Dataset entries:
--- START ---
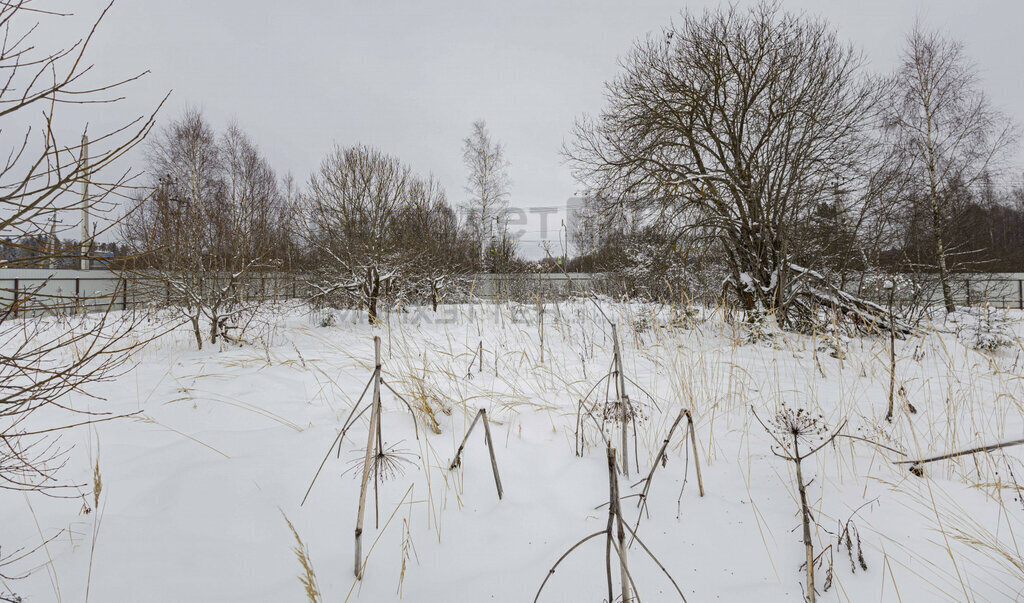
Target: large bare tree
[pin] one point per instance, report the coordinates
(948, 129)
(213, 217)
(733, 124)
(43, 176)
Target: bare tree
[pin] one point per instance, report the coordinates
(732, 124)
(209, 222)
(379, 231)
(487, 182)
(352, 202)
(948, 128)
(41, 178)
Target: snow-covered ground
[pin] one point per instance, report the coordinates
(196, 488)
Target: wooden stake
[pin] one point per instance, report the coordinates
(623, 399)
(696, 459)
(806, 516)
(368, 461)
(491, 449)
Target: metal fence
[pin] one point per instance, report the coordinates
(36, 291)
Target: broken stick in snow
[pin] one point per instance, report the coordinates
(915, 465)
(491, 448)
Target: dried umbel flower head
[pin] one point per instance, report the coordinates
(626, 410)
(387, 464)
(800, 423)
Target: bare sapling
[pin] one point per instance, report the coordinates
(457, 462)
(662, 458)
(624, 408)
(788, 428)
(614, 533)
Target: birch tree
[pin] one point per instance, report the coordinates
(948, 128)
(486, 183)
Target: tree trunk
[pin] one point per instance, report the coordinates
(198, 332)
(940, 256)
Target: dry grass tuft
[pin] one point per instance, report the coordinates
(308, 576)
--- END ---
--- START ---
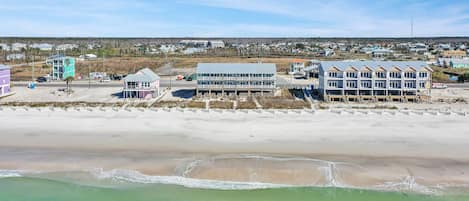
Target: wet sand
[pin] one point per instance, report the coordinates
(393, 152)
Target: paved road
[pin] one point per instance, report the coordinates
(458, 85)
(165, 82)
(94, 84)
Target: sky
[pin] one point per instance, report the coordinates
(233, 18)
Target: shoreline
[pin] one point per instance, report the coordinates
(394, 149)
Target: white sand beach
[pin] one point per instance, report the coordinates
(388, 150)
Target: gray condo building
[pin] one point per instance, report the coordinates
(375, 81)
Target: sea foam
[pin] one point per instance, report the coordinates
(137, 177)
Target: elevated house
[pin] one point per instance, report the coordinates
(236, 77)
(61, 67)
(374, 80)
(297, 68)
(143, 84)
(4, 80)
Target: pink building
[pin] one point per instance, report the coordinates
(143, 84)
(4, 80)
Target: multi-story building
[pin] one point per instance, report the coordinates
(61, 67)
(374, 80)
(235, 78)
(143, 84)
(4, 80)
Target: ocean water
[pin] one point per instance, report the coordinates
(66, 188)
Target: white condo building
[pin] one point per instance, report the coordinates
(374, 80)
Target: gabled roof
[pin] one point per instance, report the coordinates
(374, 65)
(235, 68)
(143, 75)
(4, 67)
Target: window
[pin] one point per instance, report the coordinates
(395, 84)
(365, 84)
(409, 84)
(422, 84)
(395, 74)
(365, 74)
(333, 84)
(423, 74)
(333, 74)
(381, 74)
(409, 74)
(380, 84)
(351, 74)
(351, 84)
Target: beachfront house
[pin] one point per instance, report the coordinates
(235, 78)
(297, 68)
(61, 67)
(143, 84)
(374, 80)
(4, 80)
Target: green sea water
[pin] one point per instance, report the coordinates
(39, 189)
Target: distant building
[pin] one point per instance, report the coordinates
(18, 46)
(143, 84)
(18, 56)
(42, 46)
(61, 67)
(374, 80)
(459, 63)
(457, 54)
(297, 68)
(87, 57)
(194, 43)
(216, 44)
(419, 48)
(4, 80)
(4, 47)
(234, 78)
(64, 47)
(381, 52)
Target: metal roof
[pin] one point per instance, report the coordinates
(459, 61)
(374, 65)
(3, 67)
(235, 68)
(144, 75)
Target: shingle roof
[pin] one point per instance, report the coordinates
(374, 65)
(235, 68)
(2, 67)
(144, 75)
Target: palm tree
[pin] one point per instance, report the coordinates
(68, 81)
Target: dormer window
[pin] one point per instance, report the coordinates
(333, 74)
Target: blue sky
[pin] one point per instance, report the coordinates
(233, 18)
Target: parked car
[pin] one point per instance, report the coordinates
--- END ---
Work item: Every line that contains "bare" should be copied out of the data.

Output:
Target: large bare tree
Target: bare tree
Target: bare sapling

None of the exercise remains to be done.